= EXERCISE REQUIREMENTS =
Can you print every record below exactly as written?

= DATA FOR ANALYSIS =
▼

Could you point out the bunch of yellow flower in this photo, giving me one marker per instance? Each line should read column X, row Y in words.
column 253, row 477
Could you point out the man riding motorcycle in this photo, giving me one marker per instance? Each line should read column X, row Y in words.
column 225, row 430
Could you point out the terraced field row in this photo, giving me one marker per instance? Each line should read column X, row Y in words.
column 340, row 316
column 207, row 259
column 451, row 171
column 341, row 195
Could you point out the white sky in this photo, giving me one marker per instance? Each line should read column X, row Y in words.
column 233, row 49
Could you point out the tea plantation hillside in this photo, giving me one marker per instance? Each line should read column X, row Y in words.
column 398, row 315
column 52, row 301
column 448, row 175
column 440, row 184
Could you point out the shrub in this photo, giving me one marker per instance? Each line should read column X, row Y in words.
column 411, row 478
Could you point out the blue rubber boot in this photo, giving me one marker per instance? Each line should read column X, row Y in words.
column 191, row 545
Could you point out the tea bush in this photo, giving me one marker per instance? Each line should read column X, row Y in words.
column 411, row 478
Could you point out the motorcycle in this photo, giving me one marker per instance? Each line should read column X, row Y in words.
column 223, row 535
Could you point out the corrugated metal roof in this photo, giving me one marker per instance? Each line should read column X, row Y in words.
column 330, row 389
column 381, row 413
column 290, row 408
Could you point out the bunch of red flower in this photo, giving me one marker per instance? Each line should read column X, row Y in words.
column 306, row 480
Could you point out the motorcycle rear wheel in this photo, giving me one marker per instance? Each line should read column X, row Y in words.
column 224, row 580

▲

= RESULT OF THIS TASK =
Could you point out the bunch of yellow flower in this photo, giving me one marker per instance? Each line should read column X, row Y in words.
column 253, row 477
Could you point out the man riding motorcycle in this photo, giving me one marker per instance? Each line should read column X, row Y in words.
column 225, row 430
Could you point out the terraced field row in this photo, giving me one marker per instance? Each line should read column X, row Y in words.
column 340, row 316
column 207, row 259
column 451, row 171
column 341, row 195
Could you point out the white sky in this photo, giving me one marker per instance? Each line should read column X, row Y in words.
column 233, row 49
Could you point out the tea plantation hillside in this photo, giving me one marker per instance? Each line should read column X, row Y in words.
column 398, row 315
column 52, row 301
column 448, row 175
column 440, row 184
Could you point out the shrub in this photo, giving me one marker per instance? Each line should read column X, row Y in words.
column 411, row 478
Could you point out the blue rubber boot in this photo, giving me one marker per instance? Each line should read column X, row Y in words.
column 191, row 545
Could you point out the tea bush in this photo, giving me one marker per instance? Each line should read column X, row Y in words.
column 411, row 478
Could you point out the motorcycle in this photo, giving me one marker per instance? Each line should read column X, row Y in words.
column 223, row 535
Could you point out the corrugated metal roof in this photo, giving me one marker per instance? Each line should read column X, row Y in words.
column 330, row 389
column 381, row 413
column 290, row 408
Could you point out the bunch of red flower in this photo, giving me one marker per instance? Each line should read column X, row Y in words.
column 306, row 480
Could you point out the motorcycle rear wheel in this photo, giving me one marker per instance? Each line should read column X, row Y in words.
column 224, row 580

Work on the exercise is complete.